**À FAIRE**
A) Reproduisez sans rien modifier, dans l'extrait de page, tout le passage qui va de "En revanche on" jusqu'à "long du roman.".
B) Traduisez en anglais la phrase suivante de l'extrait de page : « Les autres personnages ne sont guère des modèles de vertu. »

Un titre accrocheur pour un roman addictif.

Les salauds  sont ces personnages qui ne sentent jamais responsables de leurs choix, et dont la vie n’est qu’une succession de trahisons,  compromissions, témoins d’actes délictueux jamais dénoncés, , selon eux ballotés au hasard des circonstances, qui se tirent toujours d’affaire et n’éprouvent aucun remords. Trois personnages principaux fictifs sont au coeur de ce roman fleuve de 900 pages qui traversent la grande Histoire du XXème siècle et ses conflits mondiaux, en passant par Riga, Berlin, Moscou, Paris ou encore Tel Aviv.

Hubert, Koja, et Ev 2 frères et une sœur (adoptée, juive ) vivent à Riga en Lettonie avec leurs parents d’origine allemande. Le grand père pasteur a été assassiné par les bolcheviks. Hubert né le jour de la mort de son grand père , commence à faire des études pour devenir pasteur mais à la montée du nazisme il s’engage dans les troupes des jeunes nazis et peu à peu ,devient un parfait nazi. Son frère, à l’âme artiste, plus attiré par la peinture et les  caricatures que par la politique suit les traces de son frère aîné,  par paresse, par « faiblesse », par désœuvrement , ou plutôt selon lui parce qu’il n’avait pas le choix . Cet engagement en tant qu’acte conscient et réfléchi  qu’il reniera tout au long de sa vie est au cœur du roman. Car toute sa vie n’est ensuite qu’une succession  d e non choix conscients selon lui, il minimise la portée de ses actes, que ce soit dans la sphère privée comme dans la sphère publique.

Le roman commence par une scéne à l’hôpital , nous sommes dans les années 70,  Koja  hospitalisé pour une balle qui a traversé son cou, se retrouve dans une chambre avec un jeune hippie pacisfiste. Il commence à lui retracer sa vie, une sorte de confession  tout en minimisant son implication il n’omet aucun détail sordide, aucune de ses trahisons. Car c’est un passé chargé qu’il raconte avec une forme d’humour ce qui tend à exaspérer son voisin de chambre qui  devient de plus en plus hystérique. Koja ne l’épargne pas et raconte tour à tour son passé de nazi,  témoin des meutres en masse les plus sordides, d’arrestations, de tortures, il devient ensuite agent du KGB , puis recruté par la CIA sur la base de son expérience  pour finir espion du Mossad. Astuce d’écriture de l’auteur qui  tout en s’adressant au lecteur que nous sommes , a choisi pour atténuer ou amplifier l’effet de sidération  un dialogue entre Koja sur la fin de sa vie et ce jeune épris d’idéalisme et de liberté , atteint d’une maladie incurable.

Seul bémol dans ce roman fleuve truffé de ficelles des opérations secrètes, de subtilités de langages  , caractéristiques des espions, pas toujours accessibles au lecteur moyen.

En revanche on découvre ou redécouvre avec effroi le cynisme et les faces cachées de la politique interatioanles, les bases des accords secrets pour maintenir des équilibres mondiaux.

Comment devient un salaud ? C’est la question lancinante que le lecteur se pose tout au long de ses pages ? Les autres personnages ne sont guère des modèles de vertu. Autant Ev qui épouse successivements ses deux frères , que la plupart des personnages qui se croisent tout au long du roman.

**DONNÉES EXTRAITES**
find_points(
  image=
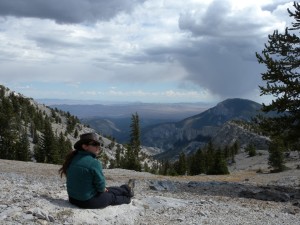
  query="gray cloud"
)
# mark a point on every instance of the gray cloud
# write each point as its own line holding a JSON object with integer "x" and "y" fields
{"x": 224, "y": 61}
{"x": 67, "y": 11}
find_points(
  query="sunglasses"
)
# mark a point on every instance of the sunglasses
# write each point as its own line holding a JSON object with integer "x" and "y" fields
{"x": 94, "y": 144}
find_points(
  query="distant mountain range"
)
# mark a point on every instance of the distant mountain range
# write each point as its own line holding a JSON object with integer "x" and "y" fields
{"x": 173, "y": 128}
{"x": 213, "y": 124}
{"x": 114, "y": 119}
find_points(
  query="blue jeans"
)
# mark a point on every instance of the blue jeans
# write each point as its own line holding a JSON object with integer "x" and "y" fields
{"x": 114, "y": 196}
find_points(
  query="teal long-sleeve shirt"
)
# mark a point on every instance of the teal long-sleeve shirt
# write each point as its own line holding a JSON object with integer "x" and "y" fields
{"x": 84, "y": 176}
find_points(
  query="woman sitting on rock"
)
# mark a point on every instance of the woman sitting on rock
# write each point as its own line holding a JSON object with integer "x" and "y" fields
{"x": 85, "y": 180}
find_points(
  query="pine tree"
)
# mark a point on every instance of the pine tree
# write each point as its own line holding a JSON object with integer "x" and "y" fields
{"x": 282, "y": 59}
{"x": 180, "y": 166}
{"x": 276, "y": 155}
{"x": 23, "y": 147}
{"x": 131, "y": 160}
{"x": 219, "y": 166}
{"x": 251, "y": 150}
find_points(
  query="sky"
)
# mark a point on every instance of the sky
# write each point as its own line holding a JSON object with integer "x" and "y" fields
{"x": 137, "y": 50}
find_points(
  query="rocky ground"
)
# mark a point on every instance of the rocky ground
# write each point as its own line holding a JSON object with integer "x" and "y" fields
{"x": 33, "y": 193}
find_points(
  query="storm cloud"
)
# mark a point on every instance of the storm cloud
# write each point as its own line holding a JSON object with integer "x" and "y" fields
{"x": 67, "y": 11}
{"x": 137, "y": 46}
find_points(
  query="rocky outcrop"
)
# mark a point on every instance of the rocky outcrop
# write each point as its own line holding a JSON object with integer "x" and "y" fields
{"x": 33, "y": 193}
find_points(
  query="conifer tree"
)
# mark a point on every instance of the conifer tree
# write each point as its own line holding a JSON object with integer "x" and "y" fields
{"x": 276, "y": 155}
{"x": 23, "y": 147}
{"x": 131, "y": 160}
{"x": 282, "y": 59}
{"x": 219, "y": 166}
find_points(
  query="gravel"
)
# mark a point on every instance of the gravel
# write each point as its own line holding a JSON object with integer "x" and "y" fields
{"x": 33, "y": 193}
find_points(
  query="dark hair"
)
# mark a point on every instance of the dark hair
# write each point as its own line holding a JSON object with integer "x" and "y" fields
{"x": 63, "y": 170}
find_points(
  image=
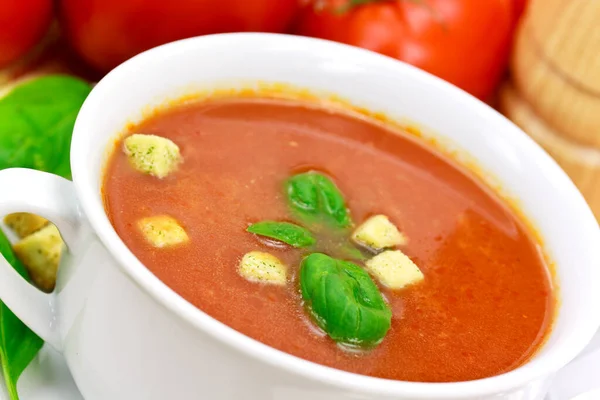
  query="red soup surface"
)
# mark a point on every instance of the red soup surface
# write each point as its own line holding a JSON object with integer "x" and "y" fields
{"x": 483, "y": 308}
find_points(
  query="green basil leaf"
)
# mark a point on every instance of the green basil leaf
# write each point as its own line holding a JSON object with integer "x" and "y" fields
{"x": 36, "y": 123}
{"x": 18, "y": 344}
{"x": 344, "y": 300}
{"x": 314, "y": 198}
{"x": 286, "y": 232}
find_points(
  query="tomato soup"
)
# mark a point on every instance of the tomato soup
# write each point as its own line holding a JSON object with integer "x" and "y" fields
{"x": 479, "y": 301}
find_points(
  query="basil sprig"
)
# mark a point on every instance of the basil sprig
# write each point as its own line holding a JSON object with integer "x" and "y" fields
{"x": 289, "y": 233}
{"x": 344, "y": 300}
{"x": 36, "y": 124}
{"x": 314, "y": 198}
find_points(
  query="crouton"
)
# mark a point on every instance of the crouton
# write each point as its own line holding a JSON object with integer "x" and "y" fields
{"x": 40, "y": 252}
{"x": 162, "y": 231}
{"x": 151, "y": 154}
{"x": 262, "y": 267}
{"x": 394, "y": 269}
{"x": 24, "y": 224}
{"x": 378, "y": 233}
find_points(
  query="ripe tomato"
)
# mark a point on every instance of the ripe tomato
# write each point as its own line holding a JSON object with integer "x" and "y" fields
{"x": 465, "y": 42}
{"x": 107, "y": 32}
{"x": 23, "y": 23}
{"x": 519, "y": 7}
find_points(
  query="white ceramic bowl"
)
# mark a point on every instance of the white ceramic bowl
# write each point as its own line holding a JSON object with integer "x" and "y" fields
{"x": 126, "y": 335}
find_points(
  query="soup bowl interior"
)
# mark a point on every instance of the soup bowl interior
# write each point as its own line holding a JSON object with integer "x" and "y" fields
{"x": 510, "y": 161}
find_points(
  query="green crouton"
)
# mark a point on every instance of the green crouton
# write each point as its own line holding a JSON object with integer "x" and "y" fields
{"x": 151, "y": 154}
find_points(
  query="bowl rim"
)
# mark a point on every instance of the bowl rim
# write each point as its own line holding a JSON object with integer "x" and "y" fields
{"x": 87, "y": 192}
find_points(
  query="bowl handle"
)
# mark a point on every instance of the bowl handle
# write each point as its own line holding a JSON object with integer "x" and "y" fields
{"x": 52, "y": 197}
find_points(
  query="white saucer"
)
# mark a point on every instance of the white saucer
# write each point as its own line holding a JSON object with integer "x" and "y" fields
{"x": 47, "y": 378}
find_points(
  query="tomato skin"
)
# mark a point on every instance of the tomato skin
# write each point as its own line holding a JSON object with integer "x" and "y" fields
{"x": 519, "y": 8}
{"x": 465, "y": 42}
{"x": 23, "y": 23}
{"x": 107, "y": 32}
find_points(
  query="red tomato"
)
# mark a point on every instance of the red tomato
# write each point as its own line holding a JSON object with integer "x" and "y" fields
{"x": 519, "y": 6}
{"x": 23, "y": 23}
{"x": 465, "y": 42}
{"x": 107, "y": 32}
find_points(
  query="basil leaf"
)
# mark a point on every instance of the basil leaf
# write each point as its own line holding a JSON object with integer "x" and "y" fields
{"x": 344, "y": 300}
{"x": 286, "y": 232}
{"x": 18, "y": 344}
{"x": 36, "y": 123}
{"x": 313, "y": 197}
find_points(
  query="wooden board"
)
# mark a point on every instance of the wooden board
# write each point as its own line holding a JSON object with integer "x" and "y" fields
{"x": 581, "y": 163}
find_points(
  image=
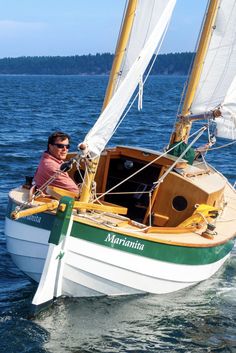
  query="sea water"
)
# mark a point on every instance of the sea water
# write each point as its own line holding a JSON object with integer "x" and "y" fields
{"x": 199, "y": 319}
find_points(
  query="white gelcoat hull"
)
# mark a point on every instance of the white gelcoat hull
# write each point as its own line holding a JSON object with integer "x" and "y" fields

--

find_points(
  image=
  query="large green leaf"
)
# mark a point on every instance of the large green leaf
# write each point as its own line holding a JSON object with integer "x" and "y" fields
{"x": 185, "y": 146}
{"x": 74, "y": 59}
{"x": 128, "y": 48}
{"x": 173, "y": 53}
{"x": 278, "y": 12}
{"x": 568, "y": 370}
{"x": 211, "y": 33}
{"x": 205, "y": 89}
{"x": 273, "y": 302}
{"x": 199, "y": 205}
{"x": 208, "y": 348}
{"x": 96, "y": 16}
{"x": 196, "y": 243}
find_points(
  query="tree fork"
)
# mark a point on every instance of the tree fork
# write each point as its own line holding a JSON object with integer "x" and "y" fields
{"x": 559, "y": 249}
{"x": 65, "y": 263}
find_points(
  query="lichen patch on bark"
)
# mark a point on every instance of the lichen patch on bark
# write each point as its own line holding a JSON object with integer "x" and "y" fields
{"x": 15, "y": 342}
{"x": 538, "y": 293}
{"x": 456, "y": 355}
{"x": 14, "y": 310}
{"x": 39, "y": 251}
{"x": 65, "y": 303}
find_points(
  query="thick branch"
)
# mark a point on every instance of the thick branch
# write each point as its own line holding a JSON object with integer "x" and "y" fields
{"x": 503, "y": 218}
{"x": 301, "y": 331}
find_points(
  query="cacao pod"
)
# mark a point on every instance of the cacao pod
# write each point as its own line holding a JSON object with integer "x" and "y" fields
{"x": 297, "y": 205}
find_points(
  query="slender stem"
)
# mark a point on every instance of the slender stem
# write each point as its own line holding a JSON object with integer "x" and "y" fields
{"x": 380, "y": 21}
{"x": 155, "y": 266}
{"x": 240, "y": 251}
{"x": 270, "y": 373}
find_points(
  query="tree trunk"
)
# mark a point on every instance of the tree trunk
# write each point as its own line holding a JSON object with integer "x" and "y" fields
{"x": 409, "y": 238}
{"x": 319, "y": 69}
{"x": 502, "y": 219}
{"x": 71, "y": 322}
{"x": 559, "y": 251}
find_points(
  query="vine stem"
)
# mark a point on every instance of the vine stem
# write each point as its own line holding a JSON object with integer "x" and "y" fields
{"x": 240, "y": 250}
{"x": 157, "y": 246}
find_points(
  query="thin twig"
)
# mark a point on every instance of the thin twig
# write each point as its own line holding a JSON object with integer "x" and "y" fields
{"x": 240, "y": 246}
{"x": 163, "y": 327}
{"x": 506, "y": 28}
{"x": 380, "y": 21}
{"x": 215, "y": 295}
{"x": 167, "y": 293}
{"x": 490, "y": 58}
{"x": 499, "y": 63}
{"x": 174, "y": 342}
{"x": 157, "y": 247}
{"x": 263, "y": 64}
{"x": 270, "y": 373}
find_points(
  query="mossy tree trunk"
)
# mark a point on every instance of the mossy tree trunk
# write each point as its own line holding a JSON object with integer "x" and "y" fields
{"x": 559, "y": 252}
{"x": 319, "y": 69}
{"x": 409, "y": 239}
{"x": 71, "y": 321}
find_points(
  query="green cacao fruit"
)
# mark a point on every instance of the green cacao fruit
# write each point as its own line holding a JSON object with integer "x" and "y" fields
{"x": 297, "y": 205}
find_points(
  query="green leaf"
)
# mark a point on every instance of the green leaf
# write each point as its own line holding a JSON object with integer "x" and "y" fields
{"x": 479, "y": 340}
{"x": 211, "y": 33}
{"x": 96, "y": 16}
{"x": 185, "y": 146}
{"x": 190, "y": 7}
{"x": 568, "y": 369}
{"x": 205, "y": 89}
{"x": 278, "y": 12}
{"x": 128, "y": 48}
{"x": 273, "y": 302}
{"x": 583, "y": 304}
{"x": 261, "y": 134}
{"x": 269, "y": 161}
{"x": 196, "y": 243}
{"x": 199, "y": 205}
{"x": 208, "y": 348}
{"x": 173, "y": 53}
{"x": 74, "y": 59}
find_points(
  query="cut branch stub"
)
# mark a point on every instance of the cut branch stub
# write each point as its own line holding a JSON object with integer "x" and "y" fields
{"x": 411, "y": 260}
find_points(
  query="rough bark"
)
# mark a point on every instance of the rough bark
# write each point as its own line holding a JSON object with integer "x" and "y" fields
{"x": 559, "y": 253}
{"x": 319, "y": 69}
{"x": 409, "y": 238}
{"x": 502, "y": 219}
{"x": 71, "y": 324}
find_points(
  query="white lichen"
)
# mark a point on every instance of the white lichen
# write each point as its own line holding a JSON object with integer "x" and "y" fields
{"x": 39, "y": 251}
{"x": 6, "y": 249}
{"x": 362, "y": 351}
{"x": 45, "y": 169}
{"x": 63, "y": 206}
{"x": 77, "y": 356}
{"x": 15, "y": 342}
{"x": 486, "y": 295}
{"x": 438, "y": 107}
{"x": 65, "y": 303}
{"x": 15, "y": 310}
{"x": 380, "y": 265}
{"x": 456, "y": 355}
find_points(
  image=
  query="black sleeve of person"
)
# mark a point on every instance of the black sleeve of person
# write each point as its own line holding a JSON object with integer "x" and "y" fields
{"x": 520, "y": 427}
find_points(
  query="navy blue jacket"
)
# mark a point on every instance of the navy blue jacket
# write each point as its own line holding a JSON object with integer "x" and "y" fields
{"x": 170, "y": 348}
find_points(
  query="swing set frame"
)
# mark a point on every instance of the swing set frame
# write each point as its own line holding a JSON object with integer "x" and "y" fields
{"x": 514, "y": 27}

**SOLUTIONS CI-DESSOUS**
A)
En revanche on découvre ou redécouvre avec effroi le cynisme et les faces cachées de la politique interatioanles, les bases des accords secrets pour maintenir des équilibres mondiaux.

Comment devient un salaud ? C’est la question lancinante que le lecteur se pose tout au long de ses pages ? Les autres personnages ne sont guère des modèles de vertu. Autant Ev qui épouse successivements ses deux frères , que la plupart des personnages qui se croisent tout au long du roman.

B) The other characters are hardly models of virtue.